---------- QUOTED TEXT ----------
In mhweber/spsurvey: Spatial Survey Design and Analysis

knitr::opts_chunk$set(
  collapse = TRUE,
  comment = "#>"
)

Introduction

This document presents change analysis of a GRTS survey design. The resource employed in the analysis is rivers and streams in the 48 contiguous United States. Data was obtained from two surveys conducted by the U.S. Environmental Protection Agency: (1) the Wadeable Streams Assessment (WSA) in 2004 [@EPA:2006] and (2) the National Rivers and Streams Survey (NRSA) in 2008 and 2009 [@EPA:2016a]. Change analysis measures the difference between response variables that were estimated in two surveys. Both continuous and categorical response variables can be employed for change analysis. For a categorical response variable, change is estimated by the difference in category estimates for the two surveys, where a category estimate is the estimated proportion of values in a category. Note that a separate change estimate is calculated for each category of a categorical response variable. For a continuous response variable, change can be estimated for the mean, the median, or for both the mean and median. For a continuous response variable using the mean, change is estimated by the difference in estimated mean values for the two surveys. For change estimates using the median, the first step is to calculate an estimate of the median for the first survey. The estimated median from the first survey is then used to define two categories: (1) values that are less than or equal to the estimated median and (2) values that are greater than the estimated median. Once the categories are defined, change analysis for the median is identical to change analysis for a categorical variable, i.e., change is estimated by the difference in category estimates for the two surveys.

Preliminaries

The initial step is to use the library function to load the spsurvey package. After the package is loaded, a message is printed to the R console indicating that the spsurvey package was loaded successfully.

Load the spsurvey package

library(spsurvey)
library(sf)
---------- PROVIDED MATERIAL ----------
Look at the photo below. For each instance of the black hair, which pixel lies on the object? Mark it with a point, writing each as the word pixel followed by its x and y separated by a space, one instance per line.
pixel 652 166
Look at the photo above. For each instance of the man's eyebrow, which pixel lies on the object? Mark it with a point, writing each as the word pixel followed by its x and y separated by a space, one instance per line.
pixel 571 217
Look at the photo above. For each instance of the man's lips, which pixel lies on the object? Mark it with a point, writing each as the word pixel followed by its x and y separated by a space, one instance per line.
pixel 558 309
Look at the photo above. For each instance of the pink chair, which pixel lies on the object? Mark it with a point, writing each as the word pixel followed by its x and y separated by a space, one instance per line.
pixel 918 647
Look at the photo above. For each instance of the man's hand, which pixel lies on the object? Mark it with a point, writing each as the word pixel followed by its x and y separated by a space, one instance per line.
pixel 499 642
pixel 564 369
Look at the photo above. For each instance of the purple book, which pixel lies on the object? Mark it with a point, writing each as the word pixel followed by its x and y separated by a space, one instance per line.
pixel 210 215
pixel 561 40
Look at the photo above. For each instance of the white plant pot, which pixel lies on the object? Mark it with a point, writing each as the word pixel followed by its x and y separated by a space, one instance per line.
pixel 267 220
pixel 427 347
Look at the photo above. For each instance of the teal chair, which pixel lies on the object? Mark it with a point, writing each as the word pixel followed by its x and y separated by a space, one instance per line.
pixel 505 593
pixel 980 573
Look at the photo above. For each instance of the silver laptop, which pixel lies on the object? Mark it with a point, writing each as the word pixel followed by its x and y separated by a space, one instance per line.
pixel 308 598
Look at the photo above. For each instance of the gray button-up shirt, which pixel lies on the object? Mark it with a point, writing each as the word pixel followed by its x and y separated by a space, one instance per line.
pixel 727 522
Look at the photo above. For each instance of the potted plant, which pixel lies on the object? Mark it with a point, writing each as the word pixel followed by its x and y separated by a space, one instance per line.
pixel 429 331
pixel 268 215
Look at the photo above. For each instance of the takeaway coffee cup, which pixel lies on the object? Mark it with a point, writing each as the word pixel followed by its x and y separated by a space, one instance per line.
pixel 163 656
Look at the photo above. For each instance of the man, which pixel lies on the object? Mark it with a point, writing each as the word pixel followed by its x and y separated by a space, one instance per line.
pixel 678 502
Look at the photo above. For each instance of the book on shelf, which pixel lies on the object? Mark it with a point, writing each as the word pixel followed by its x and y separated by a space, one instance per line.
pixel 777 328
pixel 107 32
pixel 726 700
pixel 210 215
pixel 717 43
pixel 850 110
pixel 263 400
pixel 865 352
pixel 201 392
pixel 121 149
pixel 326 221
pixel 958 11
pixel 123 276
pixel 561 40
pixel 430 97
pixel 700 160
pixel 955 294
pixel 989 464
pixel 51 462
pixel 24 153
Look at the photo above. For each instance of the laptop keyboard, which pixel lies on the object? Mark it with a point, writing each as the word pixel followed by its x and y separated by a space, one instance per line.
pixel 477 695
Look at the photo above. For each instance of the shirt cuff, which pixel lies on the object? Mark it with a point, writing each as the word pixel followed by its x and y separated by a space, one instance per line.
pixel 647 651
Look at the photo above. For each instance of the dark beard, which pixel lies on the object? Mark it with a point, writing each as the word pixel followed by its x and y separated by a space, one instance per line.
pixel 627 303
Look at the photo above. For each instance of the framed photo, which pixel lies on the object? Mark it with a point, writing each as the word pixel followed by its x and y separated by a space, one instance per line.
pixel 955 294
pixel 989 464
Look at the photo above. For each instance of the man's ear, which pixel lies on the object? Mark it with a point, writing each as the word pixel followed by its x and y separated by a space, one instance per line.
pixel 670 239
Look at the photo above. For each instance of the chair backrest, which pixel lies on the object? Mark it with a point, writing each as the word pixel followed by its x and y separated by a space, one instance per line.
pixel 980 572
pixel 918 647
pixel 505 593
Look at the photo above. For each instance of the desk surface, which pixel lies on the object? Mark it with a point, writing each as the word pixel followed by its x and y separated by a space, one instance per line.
----------
REQUIRED WORK.
1 > In what years, according to the spsurvey document, were the two surveys conducted?
2 > Can you proceed with the spsurvey document from the point where it stops?
The records have nothing to do with the spsurvey document.

REPLIES.
1 > 2004, 2008, 2009

2 >
Load the survey design and analytical variables data set

The original data file contains more than 2,400 records for change estimation. To produce a more manageable number of records, rivers and streams located in the Western Mountains Level III Ecoregion [@Omernik:1987] were retained in the data that will be analyzed, which produced a data set containing 668 records.

The next step is to load the data set, which includes both survey design variables and analytical variables. The data function is used to load the data set and assign it to a data frame named NRSA_2009. The nrow function is used to determine the number of rows in the NRSA_2009 data frame, and the resulting value is assigned to an object named nr. Finally, the initial six lines and the final six lines in the NRSA_2009 data frame are printed using the head and tail functions, respectively.

Load the survey design and analytical variables data set

data(NRSA_2009)
nr <- nrow(NRSA_2009)

Display the initial six lines in the data file:

head(NRSA_2009)

Display the final six lines in the data file:

tail(NRSA_2009)

The location of rivers and streams that were sampled in the Western Mountains Ecoregion is displayed below. The sample sites are displayed using a unique color for each survey.

Location of rivers and streams that were sampled in the Western Mountains Ecoregion by the U.S. Environmental Protection Agency during the Wadeable Streams Assessment (WSA) conducted in 2004 and the National Rivers and Streams Assessment (NRSA) conducted in 2008-2009.

Change Analysis

Change analysis will be investigated by examining three continuous response variables and three categorical response variables. The continuous response variables are total phosphorus concentration, total nitrogen concentration, and benthic macroinvertebrate multimetric index (MMI) score. The categorical response variables are condition class variables for each of the continuous response variables. Condition classes are created by grouping values for a continuous response variable into categories that reflect the impact of a response value on the overall ecological condition of a site. Categories used for condition classes are: "Good", "Fair" and "Poor".

The change.analysis function will be used to calculate change estimates. Six data frames constitute the primary input to the change.analysis function. The site ID provides the unique identifier for each sample site and is used to connect records among the data frames. The siteID variable in the NRSA_2009 data frame is assigned to the siteID variable (or variables in one case) in the data frames. The six data frames that will be created are named as follows: sites, repeats, subpop, design, data.cat, and data.cont. In order to obtain change estimates for the continuous variables using both the mean and median, the test argument of the change.analysis function is assigned the following value: c("mean", "median"). Note that the default value for the test argument is "mean".

The sites data frame identifies sites to use in the analysis and contains three variables: (1) siteID - site ID values, (2) Survey1 - a logical vector identifying sites for survey one, and (3) Survey2 - a logical vector identifying sites for survey two. The Survey1 variable is created by assigning the value TRUE to every site for which the Survey variable in the NRSA_2009 data frame equals the value "WSA". Similarly, the Survey2 variable is created by assigning the value TRUE to every site for which the Survey variable in the NRSA_2009 data frame equals the value "NRSA".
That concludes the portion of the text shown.